ABEL:  I don’t know what time it is.  If it’s later in the day, then I have no problem because it’ll be evening here.  But if it’s during the day, I’m somewhat stressed at the moment in work.

 

CADE:  OK.

 

ABEL:  Like I have two days to finish eight days of work.

 

CADE:  Yes, I will post to you and Ram and, Abel, it’ll probably be about 4 today.

 

ABEL:  Yes, that’s OK.

 

CADE:  And I’ve got several hour slots tomorrow.

 

ABEL:  OK, perfect.

 

CADE:  Thank you, everyone.

 

ABEL:  Thank you, Marilyn.

 

KAREN:  Thanks, Marilyn.

 

STEVE:  OK.  Are we done with 3.3.6.3?

 

KRISTY MCKEE (ph):  I hope so.

 

STEVE:  OK.  3.3.6.4?

 

KRISTY MCKEE (ph):  Sorry.

 

KAREN:  3.3.6.4 I didn’t find anything to kind of add to the draft other than someone pointed out that enforceability could be a problem and if there’s, you know, if there’s—you know, if this provision is not particularly enforceable, then, you know, sort of what is the point?  So question’s in the taskforce, what do we do with a provision such as this one?

 

STEVE:  Well, I think you’re—what you’ve done, which is to note that it’s needed, but difficult to enforce, is probably the best way to handle it at this point because there’s a lot of enforcement problems here.

 

THOMAS:  Oh, yes.

**THE REQUEST**
Reproduce the meeting transcript above word for word, keeping every speaker name, line break, and punctuation mark as it appears.

**LISTED RECORDS**
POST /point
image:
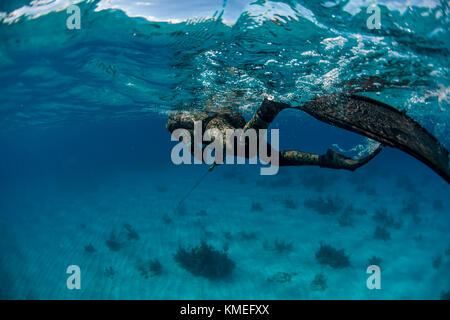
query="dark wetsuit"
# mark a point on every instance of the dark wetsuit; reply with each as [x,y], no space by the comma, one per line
[362,115]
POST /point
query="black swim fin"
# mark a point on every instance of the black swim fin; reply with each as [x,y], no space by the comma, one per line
[383,123]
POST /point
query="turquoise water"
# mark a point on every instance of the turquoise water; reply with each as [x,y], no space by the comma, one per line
[84,149]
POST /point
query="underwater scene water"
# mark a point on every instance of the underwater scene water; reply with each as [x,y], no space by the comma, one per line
[86,176]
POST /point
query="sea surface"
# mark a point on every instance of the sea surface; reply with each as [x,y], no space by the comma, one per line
[85,157]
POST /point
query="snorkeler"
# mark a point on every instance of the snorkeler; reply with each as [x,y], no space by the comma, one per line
[362,115]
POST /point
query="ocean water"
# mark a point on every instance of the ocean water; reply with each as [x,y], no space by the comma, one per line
[85,153]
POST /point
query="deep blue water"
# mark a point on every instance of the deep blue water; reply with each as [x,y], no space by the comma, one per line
[84,149]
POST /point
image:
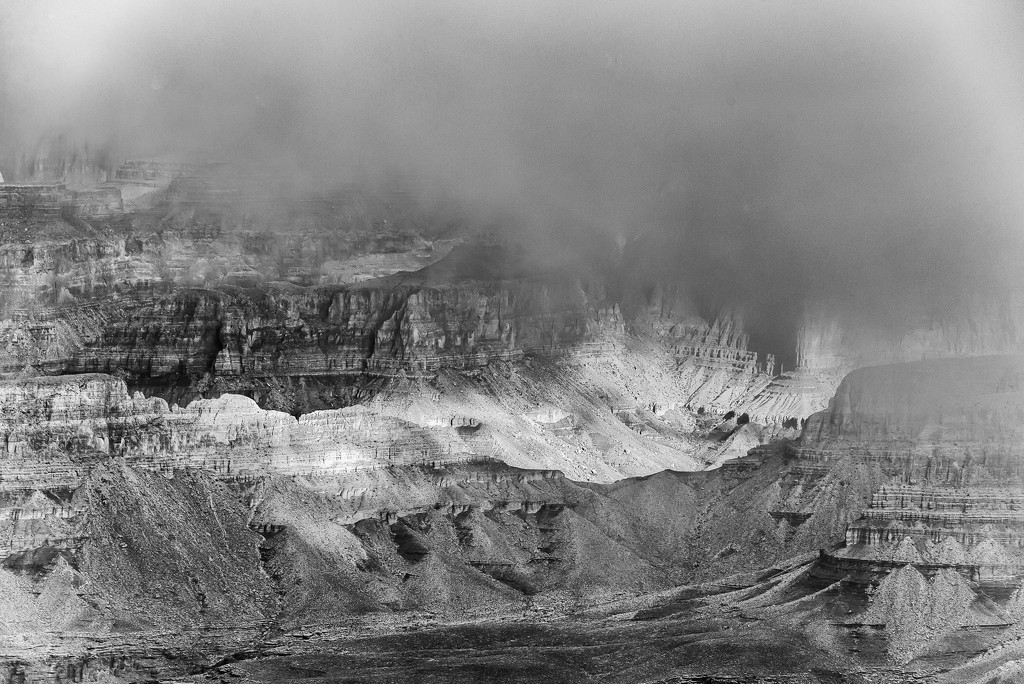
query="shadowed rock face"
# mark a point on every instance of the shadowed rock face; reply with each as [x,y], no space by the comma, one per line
[206,424]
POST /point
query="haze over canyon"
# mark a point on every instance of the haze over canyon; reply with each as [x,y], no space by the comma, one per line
[545,341]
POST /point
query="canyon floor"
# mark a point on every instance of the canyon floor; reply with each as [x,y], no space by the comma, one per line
[351,439]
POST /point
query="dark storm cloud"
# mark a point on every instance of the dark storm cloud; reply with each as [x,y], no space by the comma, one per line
[768,151]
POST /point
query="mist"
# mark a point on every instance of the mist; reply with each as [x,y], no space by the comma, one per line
[865,155]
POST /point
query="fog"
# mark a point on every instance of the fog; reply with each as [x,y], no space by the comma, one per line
[868,155]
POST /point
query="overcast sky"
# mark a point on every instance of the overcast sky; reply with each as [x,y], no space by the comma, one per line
[852,150]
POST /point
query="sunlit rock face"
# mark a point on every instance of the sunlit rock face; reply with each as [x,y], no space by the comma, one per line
[945,436]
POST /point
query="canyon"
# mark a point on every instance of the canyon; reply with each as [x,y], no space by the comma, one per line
[256,437]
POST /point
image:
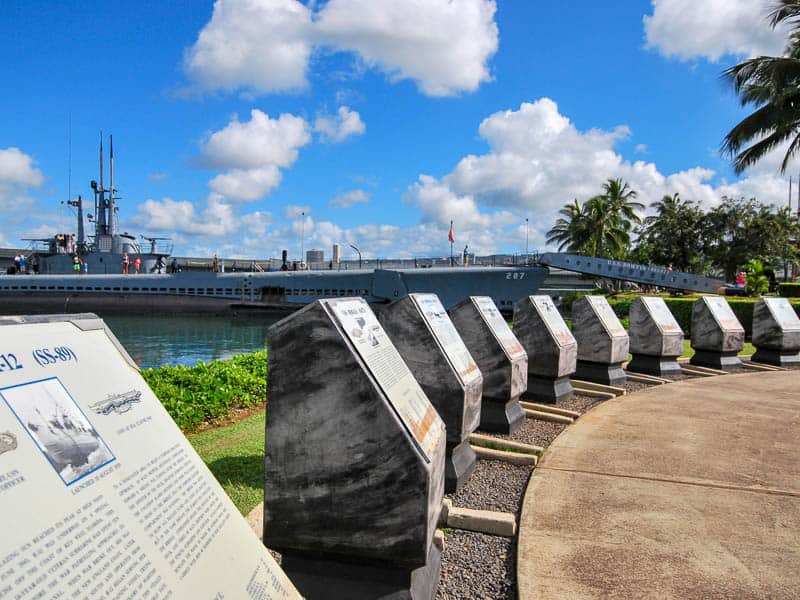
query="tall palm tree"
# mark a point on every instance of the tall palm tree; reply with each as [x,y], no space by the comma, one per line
[772,85]
[571,230]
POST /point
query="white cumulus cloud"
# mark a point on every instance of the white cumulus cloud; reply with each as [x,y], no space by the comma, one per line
[253,153]
[263,46]
[688,29]
[338,128]
[257,45]
[349,199]
[443,45]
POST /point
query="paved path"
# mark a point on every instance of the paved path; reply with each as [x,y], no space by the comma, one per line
[687,490]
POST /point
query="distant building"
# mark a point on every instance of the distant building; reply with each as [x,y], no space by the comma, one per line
[315,256]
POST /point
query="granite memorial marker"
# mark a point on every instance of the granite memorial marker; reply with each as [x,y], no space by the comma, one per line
[776,332]
[602,341]
[427,340]
[656,338]
[354,458]
[101,495]
[717,335]
[501,359]
[551,348]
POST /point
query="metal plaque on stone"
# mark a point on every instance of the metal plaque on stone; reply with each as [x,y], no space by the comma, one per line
[551,348]
[717,335]
[501,359]
[354,458]
[656,338]
[603,342]
[101,495]
[776,332]
[429,344]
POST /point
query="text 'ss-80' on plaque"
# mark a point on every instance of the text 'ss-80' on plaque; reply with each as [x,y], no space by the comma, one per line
[454,348]
[553,320]
[499,327]
[101,495]
[375,348]
[661,314]
[723,313]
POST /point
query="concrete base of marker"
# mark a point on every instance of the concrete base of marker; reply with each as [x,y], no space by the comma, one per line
[607,374]
[319,578]
[548,390]
[725,361]
[501,417]
[459,463]
[654,365]
[778,358]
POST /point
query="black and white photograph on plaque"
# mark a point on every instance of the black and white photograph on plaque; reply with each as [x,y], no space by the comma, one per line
[58,427]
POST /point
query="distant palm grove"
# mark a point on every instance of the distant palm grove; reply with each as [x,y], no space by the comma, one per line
[720,241]
[738,234]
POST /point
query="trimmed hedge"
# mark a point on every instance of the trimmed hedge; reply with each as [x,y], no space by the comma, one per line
[789,290]
[681,308]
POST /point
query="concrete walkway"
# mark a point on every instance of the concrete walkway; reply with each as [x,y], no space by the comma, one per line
[687,490]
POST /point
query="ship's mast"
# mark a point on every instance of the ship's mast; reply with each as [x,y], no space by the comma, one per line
[112,217]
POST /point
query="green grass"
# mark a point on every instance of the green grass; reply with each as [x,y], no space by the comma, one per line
[235,455]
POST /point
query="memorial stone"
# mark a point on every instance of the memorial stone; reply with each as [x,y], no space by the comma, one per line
[101,495]
[551,348]
[602,341]
[354,458]
[776,332]
[428,341]
[717,335]
[501,359]
[656,338]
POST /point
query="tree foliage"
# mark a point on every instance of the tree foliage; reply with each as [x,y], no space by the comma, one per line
[771,84]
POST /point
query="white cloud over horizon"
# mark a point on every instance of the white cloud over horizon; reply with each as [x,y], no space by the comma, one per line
[265,46]
[253,152]
[710,29]
[339,127]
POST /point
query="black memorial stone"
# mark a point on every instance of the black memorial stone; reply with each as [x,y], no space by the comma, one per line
[551,347]
[717,335]
[501,359]
[354,458]
[427,340]
[602,341]
[656,338]
[776,333]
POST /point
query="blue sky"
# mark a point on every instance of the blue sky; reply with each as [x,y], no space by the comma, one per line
[381,121]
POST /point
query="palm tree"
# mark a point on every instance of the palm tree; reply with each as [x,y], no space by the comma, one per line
[571,230]
[772,85]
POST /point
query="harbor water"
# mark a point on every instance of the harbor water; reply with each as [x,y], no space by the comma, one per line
[156,341]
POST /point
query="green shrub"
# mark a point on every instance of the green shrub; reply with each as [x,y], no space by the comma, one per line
[789,290]
[210,391]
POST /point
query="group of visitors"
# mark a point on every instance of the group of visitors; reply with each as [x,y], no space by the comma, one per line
[126,263]
[20,265]
[79,266]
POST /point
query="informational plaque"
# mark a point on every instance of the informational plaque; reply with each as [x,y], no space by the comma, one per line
[607,316]
[783,312]
[445,332]
[499,327]
[661,314]
[553,320]
[392,374]
[723,313]
[101,495]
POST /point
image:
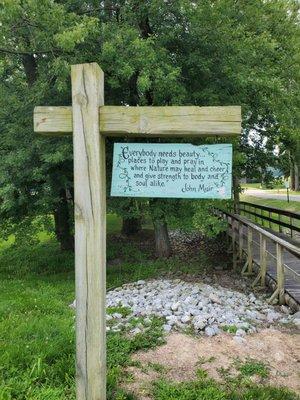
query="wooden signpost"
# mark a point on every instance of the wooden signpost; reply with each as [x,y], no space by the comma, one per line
[90,121]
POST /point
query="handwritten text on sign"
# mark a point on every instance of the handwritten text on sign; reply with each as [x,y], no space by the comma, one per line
[172,170]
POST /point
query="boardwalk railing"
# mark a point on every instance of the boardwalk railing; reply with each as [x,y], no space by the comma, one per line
[252,244]
[277,219]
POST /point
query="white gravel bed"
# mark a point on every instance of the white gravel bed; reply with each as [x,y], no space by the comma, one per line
[197,307]
[201,307]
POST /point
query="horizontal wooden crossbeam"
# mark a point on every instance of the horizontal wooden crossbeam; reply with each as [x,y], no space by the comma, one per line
[146,121]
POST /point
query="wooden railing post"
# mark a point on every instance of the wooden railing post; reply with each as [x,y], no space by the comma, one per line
[234,246]
[280,273]
[250,250]
[241,240]
[90,231]
[263,259]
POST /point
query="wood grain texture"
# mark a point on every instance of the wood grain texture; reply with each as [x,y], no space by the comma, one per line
[90,232]
[146,121]
[250,249]
[280,273]
[263,259]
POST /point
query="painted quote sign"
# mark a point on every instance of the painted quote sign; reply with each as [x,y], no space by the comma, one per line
[172,170]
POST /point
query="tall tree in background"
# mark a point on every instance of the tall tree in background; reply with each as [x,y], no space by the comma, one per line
[219,52]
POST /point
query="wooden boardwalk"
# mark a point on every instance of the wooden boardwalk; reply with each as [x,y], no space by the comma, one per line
[275,254]
[291,262]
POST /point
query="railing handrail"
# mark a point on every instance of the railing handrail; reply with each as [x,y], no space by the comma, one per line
[273,209]
[287,245]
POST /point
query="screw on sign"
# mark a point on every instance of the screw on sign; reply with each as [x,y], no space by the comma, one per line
[90,122]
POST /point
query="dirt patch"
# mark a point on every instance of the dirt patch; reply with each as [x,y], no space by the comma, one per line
[182,355]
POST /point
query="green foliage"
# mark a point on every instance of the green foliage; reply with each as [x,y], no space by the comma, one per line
[37,332]
[205,220]
[252,367]
[154,53]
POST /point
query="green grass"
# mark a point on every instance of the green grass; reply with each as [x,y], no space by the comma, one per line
[37,326]
[293,206]
[252,367]
[204,388]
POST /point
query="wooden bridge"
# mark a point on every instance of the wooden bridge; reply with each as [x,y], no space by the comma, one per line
[267,254]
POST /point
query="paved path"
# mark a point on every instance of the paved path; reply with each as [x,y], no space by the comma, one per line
[268,195]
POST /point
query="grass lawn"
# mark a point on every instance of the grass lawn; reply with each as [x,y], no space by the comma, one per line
[278,189]
[293,206]
[37,327]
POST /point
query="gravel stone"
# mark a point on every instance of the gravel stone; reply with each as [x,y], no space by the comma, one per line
[202,306]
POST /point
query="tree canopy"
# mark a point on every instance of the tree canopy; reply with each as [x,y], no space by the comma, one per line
[153,52]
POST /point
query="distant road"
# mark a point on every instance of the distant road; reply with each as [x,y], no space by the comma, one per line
[267,195]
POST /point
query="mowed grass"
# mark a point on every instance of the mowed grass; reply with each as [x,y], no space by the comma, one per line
[293,206]
[37,345]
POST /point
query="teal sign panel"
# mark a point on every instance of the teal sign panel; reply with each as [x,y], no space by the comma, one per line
[172,170]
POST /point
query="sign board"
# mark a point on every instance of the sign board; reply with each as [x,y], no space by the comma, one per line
[172,170]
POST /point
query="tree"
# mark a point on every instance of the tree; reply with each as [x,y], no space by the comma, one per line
[218,52]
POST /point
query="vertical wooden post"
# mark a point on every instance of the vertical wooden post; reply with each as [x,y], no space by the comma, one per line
[263,259]
[90,231]
[280,273]
[234,247]
[279,220]
[241,240]
[250,250]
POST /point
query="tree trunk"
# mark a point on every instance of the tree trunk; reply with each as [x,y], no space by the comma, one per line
[131,226]
[62,223]
[162,240]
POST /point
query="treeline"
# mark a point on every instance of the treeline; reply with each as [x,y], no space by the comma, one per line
[153,52]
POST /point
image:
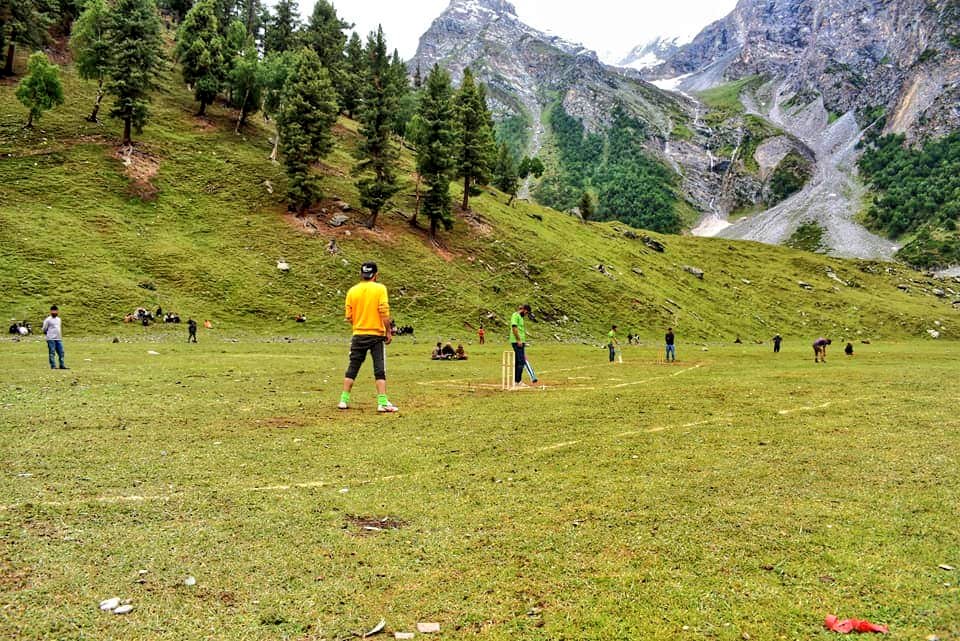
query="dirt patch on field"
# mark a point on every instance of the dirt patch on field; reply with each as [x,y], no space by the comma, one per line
[370,525]
[281,422]
[141,168]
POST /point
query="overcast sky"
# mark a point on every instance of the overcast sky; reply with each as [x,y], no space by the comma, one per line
[609,27]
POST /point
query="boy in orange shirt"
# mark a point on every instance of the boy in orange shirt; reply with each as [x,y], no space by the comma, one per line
[367,309]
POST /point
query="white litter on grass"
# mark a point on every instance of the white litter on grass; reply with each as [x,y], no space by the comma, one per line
[377,629]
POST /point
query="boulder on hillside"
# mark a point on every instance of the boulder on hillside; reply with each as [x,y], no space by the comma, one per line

**EXERCISE RESPONSE**
ABEL:  I don’t know what time it is.  If it’s later in the day, then I have no problem because it’ll be evening here.  But if it’s during the day, I’m somewhat stressed at the moment in work.

 

CADE:  OK.

 

ABEL:  Like I have two days to finish eight days of work.

 

CADE:  Yes, I will post to you and Ram and, Abel, it’ll probably be about 4 today.

 

ABEL:  Yes, that’s OK.

 

CADE:  And I’ve got several hour slots tomorrow.

 

ABEL:  OK, perfect.

 

CADE:  Thank you, everyone.

 

ABEL:  Thank you, Marilyn.

 

KAREN:  Thanks, Marilyn.

 

STEVE:  OK.  Are we done with 3.3.6.3?

 

KRISTY MCKEE (ph):  I hope so.

 

STEVE:  OK.  3.3.6.4?

 

KRISTY MCKEE (ph):  Sorry.

 

KAREN:  3.3.6.4 I didn’t find anything to kind of add to the draft other than someone pointed out that enforceability could be a problem and if there’s, you know, if there’s—you know, if this provision is not particularly enforceable, then, you know, sort of what is the point?  So question’s in the taskforce, what do we do with a provision such as this one?

 

STEVE:  Well, I think you’re—what you’ve done, which is to note that it’s needed, but difficult to enforce, is probably the best way to handle it at this point because there’s a lot of enforcement problems here.

 

THOMAS:  Oh, yes.